Passage -
A thin film represents a thin layer of a material that is generally used to enhance the surface properties of solids [1,2]. Coating is the procedure that incorporates a thin film of material into a substrate using deposition techniques [3]. The structure of deposited thin films can be broadly divided into amorphous and crystalline [1]. Each of these types of thin films can improve the surface of a bulk surface by tailoring a significant number of properties, including corrosion resistance, transmission, abrasion resistance, electrical behavior, biocompatibility, hardness, and so on [2,4]. In this way, thin films are widely used in several applications such as electrical devices [5], membranes [6], chromatography [7], electrochemistry [8], separation [9], surface engineering [10], drug delivery [11], tissue engineering [12], advanced coatings for medical purposes [13], and so on.
In the biomedical context, the surface of a medical device or implant is crucial for determining a biological response as it interacts with cells and proteins [14,15,16]. In this way, thin film coatings are widely used for their immediate biocompatibility and colloidal stability, which promote tissue integration, reduce corrosion, and limit bacterial adhesion and biofilm formation [16,17]. Depending on the specific application, different types of thin films, including metallic, ceramic, polymeric, or hybrid coatings, are employed to enhance mechanical and biological properties and performance in order to achieve the clinical requirements for precisely controlled deposition strategies [4].
Moreover, thin film coatings can decouple bulk and surface properties: metallic or ceramic substrates provide mechanical strength, while tailored surface layers control corrosion, ion release, cell adhesion, and microbial colonization [4]. For metallic biomaterials such as AISI 316L stainless steel or Ti alloys, thin films mitigate corrosion and toxic ion release (e.g., Ni, Cr) while tuning roughness and wettability to promote osseointegration [18]. Hybrid sol–gel/sputtered Ti films on 316L stainless steel, for example, significantly reduce roughness and adjust the contact angle into the moderately hydrophilic range, supporting stem cell adhesion and showing no cytotoxicity over 14 days [19]. Coatings can simultaneously impart bioactivity (e.g., apatite-forming calcium phosphates, bioactive glasses), antimicrobial effects (e.g., Ag, Cu, antibiotics, natural compounds), and corrosion protection, which is increasingly viewed as a prerequisite for long-term clinical success [20]. Multifunctional architectures—such as bioglass/antibiotic/polymer stacks or drug-loaded polymer matrices on nanotubular Ti—achieve sustained release while maintaining cell viability and improving electrochemical stability in simulated body fluid [21].
Current deposition techniques are mainly divided into Chemical Vapor Deposition (CVD) and physical vapor deposition (PVD) [2]. However, a wide range of other approaches, such as dip-coating, spin-coating, or electrophoretic deposition, are employed, in particular for bioactive materials [4,22]. While these methods offer scalability and cost-effectiveness, they are limited in several important aspects, such as stoichiometric precision control or compatibility with complex materials [23]. In this context, laser-based deposition techniques such as pulsed laser deposition (PLD) or Matrix-Assisted Pulsed Laser Evaporation (MAPLE) represent suitable alternatives for developing thin films with precise control over thickness, composition, and microstructure under highly controlled conditions [24,25].

Supplied information -
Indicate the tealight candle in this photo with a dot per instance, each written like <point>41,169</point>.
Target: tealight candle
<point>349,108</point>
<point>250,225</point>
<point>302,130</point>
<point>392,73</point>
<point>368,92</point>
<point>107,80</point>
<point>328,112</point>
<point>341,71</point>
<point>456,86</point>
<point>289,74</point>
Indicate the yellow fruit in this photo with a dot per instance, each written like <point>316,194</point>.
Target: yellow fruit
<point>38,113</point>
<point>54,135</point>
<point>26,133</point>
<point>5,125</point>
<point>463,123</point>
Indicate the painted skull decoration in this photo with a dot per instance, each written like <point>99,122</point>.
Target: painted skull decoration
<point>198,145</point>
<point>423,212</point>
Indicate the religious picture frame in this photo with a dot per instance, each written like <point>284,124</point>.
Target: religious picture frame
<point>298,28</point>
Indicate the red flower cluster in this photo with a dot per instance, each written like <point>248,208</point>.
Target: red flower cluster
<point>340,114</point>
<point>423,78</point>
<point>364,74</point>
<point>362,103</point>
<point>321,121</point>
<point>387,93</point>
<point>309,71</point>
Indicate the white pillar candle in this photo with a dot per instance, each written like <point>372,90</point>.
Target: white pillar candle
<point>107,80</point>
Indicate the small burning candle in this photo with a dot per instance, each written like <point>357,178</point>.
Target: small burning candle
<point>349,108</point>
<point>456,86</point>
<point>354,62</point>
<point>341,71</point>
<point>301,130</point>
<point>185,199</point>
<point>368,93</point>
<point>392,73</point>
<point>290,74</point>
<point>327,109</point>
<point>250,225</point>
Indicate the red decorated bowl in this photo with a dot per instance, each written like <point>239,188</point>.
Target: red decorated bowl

Your objective - Pick up the passage on thin film coatings and keep writing it from its last sentence.

Output of the task -
This review focuses on how different classes of thin films, such as metallic, ceramic, polymeric, or hybrid, are optimally processed by specific deposition techniques, with particular emphasis on laser-based deposition approaches such as PLD and MAPLE, highlighting the most optimal strategies for recent and emerging biomedical applications of advanced thin film coatings reported in the literature. The central premise of this review is that the choice of a deposition technique is not merely a fabrication decision but a fundamental design step that dictates the eventual biological performance of a medical device. Rather than presenting these methods as parallel fabrication routes, we frame them as strategic design tools for engineering specific surface functionalities—such as controlled drug release, enhanced osseointegration, or infection resistance—by directly linking process parameters to the desired clinical outcome. This review will therefore examine how the unique capabilities of each deposition class (PVD, CVD, solution-based, and laser-based) can be strategically leveraged to process distinct material classes (metallic, ceramic, and polymeric) and achieve targeted biological and mechanical performance.

2. Overview of Thin Film Deposition Techniques for Biomedical Applications

Thin film deposition techniques describe a process of coating surfaces of a substitute material with layers that range in thickness from a few nanometers to 1 μm [26,27]. These deposition techniques are fundamental for determining several materials with unique properties, which find their applications in several domains such as chemistry, engineering, research, and physics [28]. These unique properties and the technological potential of materials fabricated as thin films have gained interest throughout the years. Thus, there are a significant number of fabrication methods that have been analyzed and tested to determine the most suitable and efficient method [26].
In this way, choosing the right deposition method depends on the material, the device, and the clinical need. To understand how these choices translate into clinical function, this section provides an overview of the main deposition categories. Each subsection will not only describe the fundamental mechanism of a technique but will also frame it as a strategic tool, highlighting how its specific process parameters can be tuned to engineer surface properties relevant for biomedical applications. Depending on the mechanism by which the material is deposited, techniques fall into two main categories: physical deposition techniques and chemical deposition techniques [29]. The most common physical and chemical deposition techniques are represented in Figure 1.

2.1. Physical Vapor Deposition (PVD)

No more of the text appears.